### [REQUIREMENT]
Swap each "disc" in the lines below for "circle", leaving everything else unchanged.

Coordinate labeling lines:
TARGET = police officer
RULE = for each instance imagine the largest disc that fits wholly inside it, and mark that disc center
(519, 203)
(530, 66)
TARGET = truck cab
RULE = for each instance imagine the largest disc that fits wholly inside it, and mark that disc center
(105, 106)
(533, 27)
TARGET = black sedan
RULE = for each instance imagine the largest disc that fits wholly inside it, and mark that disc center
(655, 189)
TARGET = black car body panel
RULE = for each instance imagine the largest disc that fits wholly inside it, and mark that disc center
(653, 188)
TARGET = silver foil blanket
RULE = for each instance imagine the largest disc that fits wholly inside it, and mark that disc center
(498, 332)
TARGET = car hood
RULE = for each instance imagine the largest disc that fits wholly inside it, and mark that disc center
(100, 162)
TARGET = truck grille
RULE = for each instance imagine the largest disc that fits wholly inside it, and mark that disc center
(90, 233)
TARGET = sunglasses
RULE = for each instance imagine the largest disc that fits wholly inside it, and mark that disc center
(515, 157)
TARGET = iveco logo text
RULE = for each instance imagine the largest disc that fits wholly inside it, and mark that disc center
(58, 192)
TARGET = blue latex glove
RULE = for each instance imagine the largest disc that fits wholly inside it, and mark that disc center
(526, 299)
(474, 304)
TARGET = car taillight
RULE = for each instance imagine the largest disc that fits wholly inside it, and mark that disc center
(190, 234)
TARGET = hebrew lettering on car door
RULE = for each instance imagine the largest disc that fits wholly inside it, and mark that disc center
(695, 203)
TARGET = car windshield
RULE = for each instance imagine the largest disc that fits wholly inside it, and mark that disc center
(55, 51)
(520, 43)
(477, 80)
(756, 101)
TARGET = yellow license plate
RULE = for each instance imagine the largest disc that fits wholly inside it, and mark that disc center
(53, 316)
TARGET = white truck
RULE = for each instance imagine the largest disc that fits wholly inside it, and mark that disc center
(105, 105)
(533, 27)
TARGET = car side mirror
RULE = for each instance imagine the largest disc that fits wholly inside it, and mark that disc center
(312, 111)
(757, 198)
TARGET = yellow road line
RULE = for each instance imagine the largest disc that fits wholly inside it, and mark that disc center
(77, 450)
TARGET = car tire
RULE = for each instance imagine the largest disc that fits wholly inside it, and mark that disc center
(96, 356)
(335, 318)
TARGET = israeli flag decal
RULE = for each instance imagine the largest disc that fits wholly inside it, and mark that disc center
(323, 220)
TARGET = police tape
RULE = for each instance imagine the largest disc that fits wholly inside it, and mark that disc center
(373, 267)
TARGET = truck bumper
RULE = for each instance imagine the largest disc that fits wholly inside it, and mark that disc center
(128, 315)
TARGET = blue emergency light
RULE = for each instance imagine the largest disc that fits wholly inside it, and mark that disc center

### [OUTPUT FOR THIS TASK]
TARGET = police officer
RULE = for each instance imagine the largest circle that fits wholly inside it, and mark that circle center
(519, 203)
(530, 66)
TARGET = truck cab
RULE = for each instance imagine the largest circle that fits wholly inside it, and mark that circle center
(105, 106)
(533, 27)
TARGET = black sedan
RULE = for each instance imagine the largest circle that fits wholly inside it, and mark that circle center
(655, 189)
TARGET = black car body panel
RULE = for each instance imagine the largest circle that fits wholly inside it, and mark that circle center
(653, 188)
TARGET = silver foil blanket
RULE = for each instance imagine the largest circle that fits wholly inside it, and mark that circle center
(498, 332)
TARGET = car hood
RULE = for each instance imagine the largest circle that fits wholly inside it, and mark that circle center
(100, 162)
TARGET = truck grille
RULE = for each instance imagine the largest circle that fits wholly inside it, and mark that circle center
(90, 233)
TARGET = sunglasses
RULE = for each instance imagine the largest circle that fits wholly inside it, and mark that circle center
(515, 157)
TARGET = iveco logo text
RULE = for each instance imagine the largest circle that fits wholly inside it, and mark that circle center
(58, 192)
TARGET = blue latex glove
RULE = for each instance imagine the largest circle that fits wholly inside it, and mark that circle center
(526, 299)
(474, 304)
TARGET = car taillight
RULE = for each instance imagine the largest circle that fits wholly inside it, and mark that circle center
(190, 234)
TARGET = hebrew lettering on car door
RULE = for each instance imagine the largest circle that fits wholly inside it, and mark that circle center
(695, 203)
TARGET = car windshield
RULE = for each instance imagine the largest circle that fits wholly inside it, and mark that circle center
(55, 51)
(520, 43)
(477, 80)
(756, 101)
TARGET = yellow license plate
RULE = for each instance imagine the largest circle that fits wholly inside it, and mark that circle center
(53, 316)
TARGET = white truck
RULE = for each instance imagine the largest circle that fits wholly inside it, and mark that circle center
(105, 105)
(533, 27)
TARGET = car side mirror
RULE = for each instance imagine the largest circle that fits wholly inside it, and mark that circle center
(312, 111)
(757, 198)
TARGET = yellow road line
RULE = for each instance imagine the largest circle that fits wholly inside it, and mark that circle center
(77, 450)
TARGET = car tire
RULE = for each instance imagine the largest circle that fits wholly inside it, and mark that circle center
(96, 356)
(335, 318)
TARGET = israeli flag decal
RULE = for each instance imagine the largest circle that fits wholly inside it, and mark that circle center
(323, 220)
TARGET = police tape
RULE = for each instance imagine the largest circle that fits wholly inside it, and mark that circle center
(373, 267)
TARGET = truck bumper
RULE = for each instance imagine the largest circle that fits wholly inside it, and mark that circle center
(128, 315)
TARGET = blue emergency light
RULE = for each instance imagine the largest circle that fits wholly inside it, and mark that circle center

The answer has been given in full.